DNA methylation of cGBs in KC and PC

DNA methylation is an epigenetic mechanism that regulates gene expression by recruiting repressive proteins or inhibiting transcription factor binding to DNA61. We examined the DNA methylation status at CpG sites for all cGBs (ALB, BIRC5, E2F7, MUC1, TOP2A, and RRM2) using MethSurv. Our analysis revealed that ALB, BIRC5, and E2F7 were hypomethylated, while MUC1, TOP2A, and RRM2 were hypermethylated, with all cGBs showing significant CpG sites (p-value ≤ 0.01) (Table 3).

Table 3 The significant prognostic value of CpG in cGBs.

The cGBs -guided drug repurposing

To identify cGBs-guided repurposable drug molecules for T2D, PC, and KC, we conducted molecular docking and ADME/T analyses as detailed in subsections 3.7.1–3.7.2.

Exploring candidate drugs by molecular Docking

To identify cGBs-guided repurposable drug molecules, we performed molecular docking between cGBs-mediated receptors and candidate drug molecules. We obtained the 3D structures of six receptors (TOP2A, RRM2, ALB, MUC1, GATA2, and KLF5) from the Protein Data Bank (PDB) using the following PDB codes 1zxm, 3olj, 2Z5V, 2acm, 5o9b, and 2ebt, respectively. The remaining targets (BIRC5, NFIC, and E2F7) were sourced from the AlphaFold Protein Structure Database with UniProt IDs Q5RAH9, P08651, and Q96AV8. Through molecular docking analysis, we calculated the binding affinity scores (BAS) between the receptors and candidate drugs. We ranked the receptors and drug agents based on the row and column averages of the BAS matrix (Table S12). Out of 434 drugs, the top six potential candidates (NVP.BHG712, Irinotecan, Olaparib, Imatinib, RG-4733, and Linsitinib) were selected as multi-targeted drugs, all showing significant BAS values of < -7.0 kcal/mol with all target proteins (Fig. 5A).

* MATERIAL SUPPLIED:
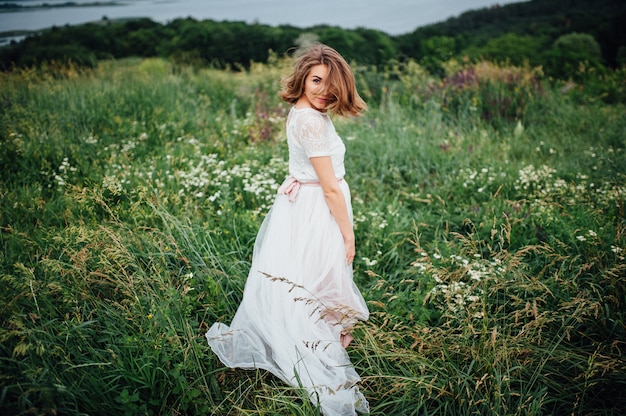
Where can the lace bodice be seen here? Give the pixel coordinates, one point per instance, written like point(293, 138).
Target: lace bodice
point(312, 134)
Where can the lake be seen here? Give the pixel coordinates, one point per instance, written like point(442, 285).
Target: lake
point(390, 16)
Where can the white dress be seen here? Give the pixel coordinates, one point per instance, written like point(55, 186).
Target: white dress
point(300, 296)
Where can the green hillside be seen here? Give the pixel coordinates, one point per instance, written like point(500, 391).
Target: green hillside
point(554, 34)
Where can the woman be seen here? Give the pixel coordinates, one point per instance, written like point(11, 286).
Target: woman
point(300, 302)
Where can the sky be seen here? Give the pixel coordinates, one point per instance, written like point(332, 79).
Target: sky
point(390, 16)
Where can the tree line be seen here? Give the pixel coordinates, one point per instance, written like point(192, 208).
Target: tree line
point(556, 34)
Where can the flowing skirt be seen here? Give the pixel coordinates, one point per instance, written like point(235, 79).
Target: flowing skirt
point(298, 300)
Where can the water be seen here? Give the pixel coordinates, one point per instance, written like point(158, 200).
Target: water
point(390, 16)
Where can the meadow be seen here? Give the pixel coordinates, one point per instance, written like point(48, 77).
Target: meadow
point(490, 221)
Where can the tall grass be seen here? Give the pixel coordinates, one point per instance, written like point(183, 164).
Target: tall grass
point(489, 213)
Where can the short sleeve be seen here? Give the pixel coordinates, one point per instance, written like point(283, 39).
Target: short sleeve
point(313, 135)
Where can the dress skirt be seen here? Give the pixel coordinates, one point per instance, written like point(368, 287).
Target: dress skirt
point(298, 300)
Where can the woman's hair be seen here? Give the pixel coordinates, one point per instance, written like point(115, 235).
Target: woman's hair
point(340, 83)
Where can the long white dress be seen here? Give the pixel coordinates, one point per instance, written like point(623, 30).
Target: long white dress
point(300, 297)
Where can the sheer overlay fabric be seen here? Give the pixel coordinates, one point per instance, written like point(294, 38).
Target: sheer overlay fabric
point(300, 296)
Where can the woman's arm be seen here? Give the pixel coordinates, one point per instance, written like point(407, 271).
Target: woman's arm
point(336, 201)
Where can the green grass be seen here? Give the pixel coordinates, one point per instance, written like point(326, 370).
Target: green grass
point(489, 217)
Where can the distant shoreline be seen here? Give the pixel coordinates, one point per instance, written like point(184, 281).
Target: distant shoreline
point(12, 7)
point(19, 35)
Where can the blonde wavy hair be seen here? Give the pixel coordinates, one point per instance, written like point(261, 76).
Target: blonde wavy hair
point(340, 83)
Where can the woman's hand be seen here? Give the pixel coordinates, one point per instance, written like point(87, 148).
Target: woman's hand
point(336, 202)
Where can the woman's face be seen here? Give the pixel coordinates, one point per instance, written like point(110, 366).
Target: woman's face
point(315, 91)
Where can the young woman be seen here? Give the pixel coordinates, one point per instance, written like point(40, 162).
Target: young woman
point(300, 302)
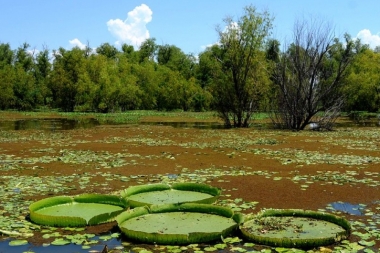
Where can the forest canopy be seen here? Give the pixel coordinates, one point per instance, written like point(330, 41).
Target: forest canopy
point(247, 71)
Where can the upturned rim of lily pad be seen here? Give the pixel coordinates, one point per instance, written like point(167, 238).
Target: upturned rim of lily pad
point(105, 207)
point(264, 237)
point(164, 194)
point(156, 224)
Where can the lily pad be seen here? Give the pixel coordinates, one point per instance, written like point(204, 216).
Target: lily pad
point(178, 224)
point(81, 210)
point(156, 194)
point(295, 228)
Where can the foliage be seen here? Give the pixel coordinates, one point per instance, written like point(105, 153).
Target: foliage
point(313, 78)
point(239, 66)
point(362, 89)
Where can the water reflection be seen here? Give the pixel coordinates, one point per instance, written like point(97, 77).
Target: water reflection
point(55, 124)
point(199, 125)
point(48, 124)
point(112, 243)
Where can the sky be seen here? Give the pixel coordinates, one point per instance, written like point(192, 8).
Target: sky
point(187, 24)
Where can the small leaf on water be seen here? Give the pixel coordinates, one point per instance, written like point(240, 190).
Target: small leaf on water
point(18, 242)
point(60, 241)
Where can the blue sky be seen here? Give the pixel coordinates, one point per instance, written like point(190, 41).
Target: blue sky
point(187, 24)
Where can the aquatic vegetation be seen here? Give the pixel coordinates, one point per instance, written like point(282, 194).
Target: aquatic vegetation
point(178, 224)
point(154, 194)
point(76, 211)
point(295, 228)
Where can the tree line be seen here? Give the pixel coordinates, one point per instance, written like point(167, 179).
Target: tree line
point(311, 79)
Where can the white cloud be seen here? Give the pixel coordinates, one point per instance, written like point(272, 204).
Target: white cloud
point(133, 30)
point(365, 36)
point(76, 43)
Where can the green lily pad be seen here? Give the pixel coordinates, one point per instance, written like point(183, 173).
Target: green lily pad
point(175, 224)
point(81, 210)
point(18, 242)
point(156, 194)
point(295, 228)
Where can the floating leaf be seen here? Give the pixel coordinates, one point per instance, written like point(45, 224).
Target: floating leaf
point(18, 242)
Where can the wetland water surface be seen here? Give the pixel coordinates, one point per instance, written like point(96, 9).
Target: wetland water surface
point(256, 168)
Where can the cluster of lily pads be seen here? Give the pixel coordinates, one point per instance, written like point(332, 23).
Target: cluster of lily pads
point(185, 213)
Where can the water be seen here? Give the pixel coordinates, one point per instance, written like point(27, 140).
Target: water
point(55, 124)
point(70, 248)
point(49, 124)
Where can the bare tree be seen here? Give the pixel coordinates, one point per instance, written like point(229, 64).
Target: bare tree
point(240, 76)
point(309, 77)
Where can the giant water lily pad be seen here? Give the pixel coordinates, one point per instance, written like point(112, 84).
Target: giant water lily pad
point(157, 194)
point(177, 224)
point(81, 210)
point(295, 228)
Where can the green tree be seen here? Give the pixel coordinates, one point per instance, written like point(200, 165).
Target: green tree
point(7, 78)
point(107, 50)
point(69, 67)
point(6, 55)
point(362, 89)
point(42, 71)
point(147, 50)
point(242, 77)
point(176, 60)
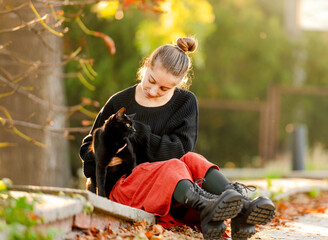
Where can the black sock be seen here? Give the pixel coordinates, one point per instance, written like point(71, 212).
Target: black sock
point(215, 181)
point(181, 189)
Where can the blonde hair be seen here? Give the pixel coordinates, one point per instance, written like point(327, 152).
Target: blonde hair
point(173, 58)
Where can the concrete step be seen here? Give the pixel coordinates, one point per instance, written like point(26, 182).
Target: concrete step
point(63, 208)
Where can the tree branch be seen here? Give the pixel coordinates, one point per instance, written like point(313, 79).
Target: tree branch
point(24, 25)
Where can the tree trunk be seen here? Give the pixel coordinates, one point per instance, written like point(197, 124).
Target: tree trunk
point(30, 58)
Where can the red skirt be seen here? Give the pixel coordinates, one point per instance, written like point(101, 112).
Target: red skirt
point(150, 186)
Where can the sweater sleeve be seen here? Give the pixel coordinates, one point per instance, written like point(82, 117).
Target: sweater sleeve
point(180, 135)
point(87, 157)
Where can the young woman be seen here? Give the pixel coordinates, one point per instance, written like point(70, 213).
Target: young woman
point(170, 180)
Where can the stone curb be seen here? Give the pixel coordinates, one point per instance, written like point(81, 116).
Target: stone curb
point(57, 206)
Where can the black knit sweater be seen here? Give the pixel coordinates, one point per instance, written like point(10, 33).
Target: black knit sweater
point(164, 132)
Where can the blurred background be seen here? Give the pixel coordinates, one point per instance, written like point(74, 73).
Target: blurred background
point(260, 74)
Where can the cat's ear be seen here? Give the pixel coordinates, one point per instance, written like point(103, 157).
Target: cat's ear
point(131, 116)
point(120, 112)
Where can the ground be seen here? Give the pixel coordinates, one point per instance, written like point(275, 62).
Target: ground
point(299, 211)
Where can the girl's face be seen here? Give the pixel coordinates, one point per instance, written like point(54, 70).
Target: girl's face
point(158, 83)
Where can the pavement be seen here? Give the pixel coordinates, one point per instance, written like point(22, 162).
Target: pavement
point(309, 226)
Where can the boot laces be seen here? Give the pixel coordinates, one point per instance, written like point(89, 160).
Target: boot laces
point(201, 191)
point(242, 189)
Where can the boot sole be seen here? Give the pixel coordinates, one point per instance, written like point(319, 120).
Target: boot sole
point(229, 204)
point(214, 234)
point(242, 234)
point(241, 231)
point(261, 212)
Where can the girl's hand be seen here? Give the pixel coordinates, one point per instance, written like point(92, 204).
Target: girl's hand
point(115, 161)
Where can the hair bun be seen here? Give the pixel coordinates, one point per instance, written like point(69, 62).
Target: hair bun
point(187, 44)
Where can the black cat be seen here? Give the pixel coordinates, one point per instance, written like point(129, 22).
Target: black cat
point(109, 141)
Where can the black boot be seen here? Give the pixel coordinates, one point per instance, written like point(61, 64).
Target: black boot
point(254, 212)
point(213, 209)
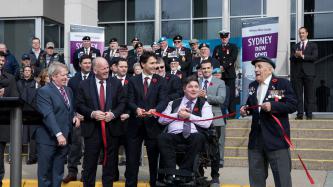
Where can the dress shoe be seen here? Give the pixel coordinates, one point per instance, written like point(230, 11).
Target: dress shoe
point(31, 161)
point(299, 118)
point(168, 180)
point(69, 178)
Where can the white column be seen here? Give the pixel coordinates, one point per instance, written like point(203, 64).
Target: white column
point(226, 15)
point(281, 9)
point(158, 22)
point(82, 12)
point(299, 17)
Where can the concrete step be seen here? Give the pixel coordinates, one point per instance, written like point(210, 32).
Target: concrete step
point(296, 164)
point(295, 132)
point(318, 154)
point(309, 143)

---

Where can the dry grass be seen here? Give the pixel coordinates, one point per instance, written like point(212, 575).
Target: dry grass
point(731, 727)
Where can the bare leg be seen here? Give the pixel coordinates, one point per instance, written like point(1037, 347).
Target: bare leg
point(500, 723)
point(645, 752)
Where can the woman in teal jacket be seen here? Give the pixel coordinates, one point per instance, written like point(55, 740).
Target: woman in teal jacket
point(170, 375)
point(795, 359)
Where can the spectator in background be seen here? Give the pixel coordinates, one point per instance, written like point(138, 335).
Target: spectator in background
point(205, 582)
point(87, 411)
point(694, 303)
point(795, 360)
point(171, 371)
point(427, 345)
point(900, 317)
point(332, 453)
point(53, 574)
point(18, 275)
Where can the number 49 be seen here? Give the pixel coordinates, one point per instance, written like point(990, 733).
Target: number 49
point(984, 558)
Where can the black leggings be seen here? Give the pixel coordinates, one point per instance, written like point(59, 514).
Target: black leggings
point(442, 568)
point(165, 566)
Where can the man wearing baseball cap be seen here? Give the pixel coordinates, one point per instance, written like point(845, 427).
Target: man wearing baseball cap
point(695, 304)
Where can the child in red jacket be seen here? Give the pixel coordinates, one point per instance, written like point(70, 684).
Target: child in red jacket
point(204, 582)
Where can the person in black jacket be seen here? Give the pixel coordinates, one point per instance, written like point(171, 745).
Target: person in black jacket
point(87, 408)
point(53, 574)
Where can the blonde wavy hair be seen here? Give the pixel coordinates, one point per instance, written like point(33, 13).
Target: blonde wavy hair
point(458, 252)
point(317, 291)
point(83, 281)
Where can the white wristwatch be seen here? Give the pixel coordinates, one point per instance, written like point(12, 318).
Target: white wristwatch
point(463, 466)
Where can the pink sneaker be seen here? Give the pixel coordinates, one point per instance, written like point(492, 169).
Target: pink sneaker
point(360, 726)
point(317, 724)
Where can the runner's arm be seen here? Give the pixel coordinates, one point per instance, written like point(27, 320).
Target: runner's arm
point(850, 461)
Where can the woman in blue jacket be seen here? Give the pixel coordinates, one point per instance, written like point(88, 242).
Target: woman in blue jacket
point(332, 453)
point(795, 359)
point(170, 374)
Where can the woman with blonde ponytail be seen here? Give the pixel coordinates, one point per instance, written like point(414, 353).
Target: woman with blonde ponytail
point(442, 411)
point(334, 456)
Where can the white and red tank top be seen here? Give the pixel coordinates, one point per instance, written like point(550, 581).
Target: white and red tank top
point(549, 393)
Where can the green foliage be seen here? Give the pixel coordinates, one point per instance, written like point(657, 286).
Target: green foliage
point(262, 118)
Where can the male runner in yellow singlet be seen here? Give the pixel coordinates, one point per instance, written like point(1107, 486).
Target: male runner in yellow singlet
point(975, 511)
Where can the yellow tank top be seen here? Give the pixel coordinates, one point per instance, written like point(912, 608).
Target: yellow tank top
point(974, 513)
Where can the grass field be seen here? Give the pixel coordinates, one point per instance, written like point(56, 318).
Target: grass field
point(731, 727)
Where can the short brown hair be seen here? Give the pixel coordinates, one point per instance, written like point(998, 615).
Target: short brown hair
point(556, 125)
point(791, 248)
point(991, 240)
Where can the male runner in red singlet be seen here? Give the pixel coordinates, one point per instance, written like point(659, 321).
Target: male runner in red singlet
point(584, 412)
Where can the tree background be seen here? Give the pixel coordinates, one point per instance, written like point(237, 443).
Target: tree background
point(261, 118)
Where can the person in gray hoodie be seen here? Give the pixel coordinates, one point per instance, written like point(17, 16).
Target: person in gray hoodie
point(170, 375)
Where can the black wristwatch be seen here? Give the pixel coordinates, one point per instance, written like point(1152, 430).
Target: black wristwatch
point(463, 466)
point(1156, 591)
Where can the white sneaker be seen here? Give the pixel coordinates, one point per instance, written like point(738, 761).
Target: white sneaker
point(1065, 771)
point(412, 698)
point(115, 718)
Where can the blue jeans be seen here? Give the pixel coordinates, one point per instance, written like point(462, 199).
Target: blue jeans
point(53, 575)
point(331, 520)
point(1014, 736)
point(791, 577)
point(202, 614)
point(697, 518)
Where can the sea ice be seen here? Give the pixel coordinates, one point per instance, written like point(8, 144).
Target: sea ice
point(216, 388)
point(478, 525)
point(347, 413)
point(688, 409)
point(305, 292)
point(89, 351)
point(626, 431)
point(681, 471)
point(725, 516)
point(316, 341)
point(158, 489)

* EXERCISE REQUIREMENTS: Write the next part of the excerpt on cGB methylation and drug docking, starting after its final sentence.

* RESULT:
Fig. 5
figure 5

Image of drug-target binding affinity matrices (A) X-axis indicates the top-ordered 50 drug agents (out of 434) and Y-axis indicates ordered proposed receptor proteins. (B) the top 6 proposed and published drugs (out of 434) in the Y-axis with a red tint. In the X-axis, blue color indicated the 10 independent receptors of T2D, red color indicated the 10 independent receptors of PC, black color indicated the 10 independent receptors of KC.

To verify their binding performance against other independent receptors, we considered top-ranked six key-genes for each of T2D, PC and KC separately, by the literature review. We observed that the proposed drug molecules significantly bind (BAS<-7.0 kcal/mol) with most of the independent receptors (Fig. 5B & Table S13). Therefore, the proposed cGBs-guided these top-ranked six lead drugs could be promising as the candidate drug molecules for the treatment of KC and PC with T2D. To provide more information about the proposed drugs and targets, top-ranked three drug-target complexes highlighting their 3-dimension (3D) view and interacting residues were given in Table S14.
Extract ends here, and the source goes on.